Document:
The query was: 'COPY "respondent_surveys" TO stdout;

respondent_surveys is the table with ~250 empty segments.

Furthermore, and I'm not sure if this is a related issue, but the nightly vacuum
analyze now crashes with the message:
NOTICE:  --Relation selected_answer_counts--
NOTICE:  Rel selected_answer_counts: TID 210/347: OID IS INVALID. TUPGONE 0.
NOTICE:  Pages 213: Changed 0, reaped 6, Empty 1, New 0; Tup 132526: Vac 430,
Keep/VTL 0/0, Crash 1, UnUsed 376, MinLen 48, MaxLen 48; Re-using: Free/Avail.
Space 83300/53448; EndEmpty/Avail. Pages 0/5. CPU 0.05s/0.34u sec.
NOTICE:  Index selected_answer_counts_pkey: Pages 463; Tuples 132526: Deleted 1.
CPU 0.06s/0.13u sec.
ERROR:  No one parent tuple was found
vacuumdb: vacuum failed

The selected_answer_counts table is, oddly NOT one of the tables with many empty
segments.

Also, during the day before the dump/vacuum began to fail, the backend was
resetting itself every few minutes with the message:
Server process (pid 25155) exited with status 11 at Fri Aug 11 11:47:47 2000
Terminating any active server processes...
NOTICE:  Message from PostgreSQL backend:
        The Postmaster has informed me that some other backend died abnormally
and possibly corrupted shared memory.
        I have rolled back the current transaction and am going to terminate
your database system connection and exit.
        Please reconnect to the database system and repeat your query.
etc...

I'm not sure what status 11 means.

This database was no longer useable, and had to be restored from a backup, but I
kept it around under a different name if that will
help at all.

Other possibly relevant info:
The server that postgres is running on has 512 MB ram, and postgres is started
with the following switches:

pg_ctl -o "-i -N 256 -B 512 -o \"-S 4096\" >>postgres.log 2>&1 </dev/null" start

I'm not sure if all of these problems are directly related, or if I'm looking at
two or more possible bugs.


Please describe a way to repeat the problem.   Please try to provide a
concise reproducible example, if at all possible:
----------------------------------------------------------------------

I am unsure of how to repeat this problem...although I do have a database which
can cause the problem stored locally.
I do know that nothing unusual was going on at the time - i.e. the same
select/insert/update/deletes that have been
running trouble-free for the past 2 months were the only transactions taking
place at the time.


If you know how this problem might be fixed, list the solution below:
---------------------------------------------------------------------

Re: Creation of 10000's of empty table segments and more...

Written instruction 1: Return each row below that contains the string "carved". Case counts.

Records for the task:
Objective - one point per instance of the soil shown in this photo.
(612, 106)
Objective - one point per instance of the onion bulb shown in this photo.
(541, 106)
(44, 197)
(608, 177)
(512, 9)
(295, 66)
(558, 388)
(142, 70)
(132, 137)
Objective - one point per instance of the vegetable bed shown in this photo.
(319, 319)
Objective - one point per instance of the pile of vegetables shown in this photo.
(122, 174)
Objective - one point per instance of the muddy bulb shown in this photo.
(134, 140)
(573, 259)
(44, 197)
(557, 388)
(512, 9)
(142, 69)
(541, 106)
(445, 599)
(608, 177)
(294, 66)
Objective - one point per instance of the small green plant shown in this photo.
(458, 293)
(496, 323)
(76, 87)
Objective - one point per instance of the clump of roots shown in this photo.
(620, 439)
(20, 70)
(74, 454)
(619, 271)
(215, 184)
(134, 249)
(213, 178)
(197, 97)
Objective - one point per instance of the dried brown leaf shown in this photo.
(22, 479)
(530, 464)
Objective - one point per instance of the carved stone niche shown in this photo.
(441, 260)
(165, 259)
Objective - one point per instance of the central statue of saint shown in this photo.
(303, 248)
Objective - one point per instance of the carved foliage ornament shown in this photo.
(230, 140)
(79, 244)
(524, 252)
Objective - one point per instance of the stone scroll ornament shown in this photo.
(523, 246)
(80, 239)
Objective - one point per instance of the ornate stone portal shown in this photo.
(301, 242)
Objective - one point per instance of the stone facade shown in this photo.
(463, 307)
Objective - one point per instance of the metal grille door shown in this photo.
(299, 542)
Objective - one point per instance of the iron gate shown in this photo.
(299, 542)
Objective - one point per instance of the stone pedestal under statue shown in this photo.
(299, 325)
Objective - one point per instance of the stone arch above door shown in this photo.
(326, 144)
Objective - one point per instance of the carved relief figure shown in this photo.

Written instruction 2: Reproduce the portion of the bug report above between "I'm not sure what" and "help at all.", inclusive.

Written solution 1:
Objective - one point per instance of the carved stone niche shown in this photo.
Objective - one point per instance of the carved foliage ornament shown in this photo.
Objective - one point per instance of the carved relief figure shown in this photo.

Written solution 2:
I'm not sure what status 11 means.

This database was no longer useable, and had to be restored from a backup, but I
kept it around under a different name if that will
help at all.